*TASK OBJECTIVE*:
Across all the records, filter for lines with the word "bridge" and copy them.

BEGIN THE INPUT

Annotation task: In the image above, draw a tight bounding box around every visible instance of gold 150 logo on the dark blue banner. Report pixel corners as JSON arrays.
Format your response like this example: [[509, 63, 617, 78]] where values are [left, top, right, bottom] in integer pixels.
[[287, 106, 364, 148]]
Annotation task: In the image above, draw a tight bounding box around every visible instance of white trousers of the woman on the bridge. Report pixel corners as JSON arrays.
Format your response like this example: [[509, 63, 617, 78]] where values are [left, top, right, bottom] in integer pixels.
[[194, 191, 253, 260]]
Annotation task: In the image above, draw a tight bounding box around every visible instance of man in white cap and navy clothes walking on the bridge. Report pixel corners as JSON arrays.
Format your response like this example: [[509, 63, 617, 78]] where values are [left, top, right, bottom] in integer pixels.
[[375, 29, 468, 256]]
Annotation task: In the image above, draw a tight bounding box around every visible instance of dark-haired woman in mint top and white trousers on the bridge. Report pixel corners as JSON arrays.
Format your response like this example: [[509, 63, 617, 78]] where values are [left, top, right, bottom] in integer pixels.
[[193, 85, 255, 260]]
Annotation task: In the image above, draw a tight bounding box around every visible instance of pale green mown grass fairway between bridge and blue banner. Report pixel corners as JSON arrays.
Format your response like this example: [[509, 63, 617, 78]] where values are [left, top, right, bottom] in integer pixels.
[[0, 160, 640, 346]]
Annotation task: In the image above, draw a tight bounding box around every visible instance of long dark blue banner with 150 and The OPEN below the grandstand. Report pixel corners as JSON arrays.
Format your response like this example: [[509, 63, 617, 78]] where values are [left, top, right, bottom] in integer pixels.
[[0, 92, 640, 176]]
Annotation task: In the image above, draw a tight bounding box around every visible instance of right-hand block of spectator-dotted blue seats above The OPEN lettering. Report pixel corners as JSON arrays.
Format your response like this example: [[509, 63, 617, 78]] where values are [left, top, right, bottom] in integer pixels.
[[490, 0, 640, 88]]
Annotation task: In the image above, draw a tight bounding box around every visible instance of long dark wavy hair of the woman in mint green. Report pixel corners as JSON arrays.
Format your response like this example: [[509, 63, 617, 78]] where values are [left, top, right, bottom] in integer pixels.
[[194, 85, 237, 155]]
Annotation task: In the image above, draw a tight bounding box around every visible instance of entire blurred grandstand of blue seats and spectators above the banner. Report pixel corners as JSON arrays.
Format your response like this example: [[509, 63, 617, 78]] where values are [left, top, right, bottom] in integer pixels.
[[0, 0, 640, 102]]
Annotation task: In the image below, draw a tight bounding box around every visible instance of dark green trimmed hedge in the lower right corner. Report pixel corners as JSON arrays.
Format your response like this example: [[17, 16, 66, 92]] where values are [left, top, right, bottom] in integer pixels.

END THE INPUT

*RESPONSE TO THE TASK*:
Annotation task: In the image above, draw a tight bounding box around every visible instance of white trousers of the woman on the bridge. Report pixel corners as JSON arrays.
Annotation task: In the image above, draw a tight bounding box around every visible instance of man in white cap and navy clothes walking on the bridge. Report pixel corners as JSON arrays.
Annotation task: In the image above, draw a tight bounding box around every visible instance of dark-haired woman in mint top and white trousers on the bridge. Report pixel corners as JSON arrays.
Annotation task: In the image above, draw a tight bounding box around every visible instance of pale green mown grass fairway between bridge and blue banner. Report pixel corners as JSON arrays.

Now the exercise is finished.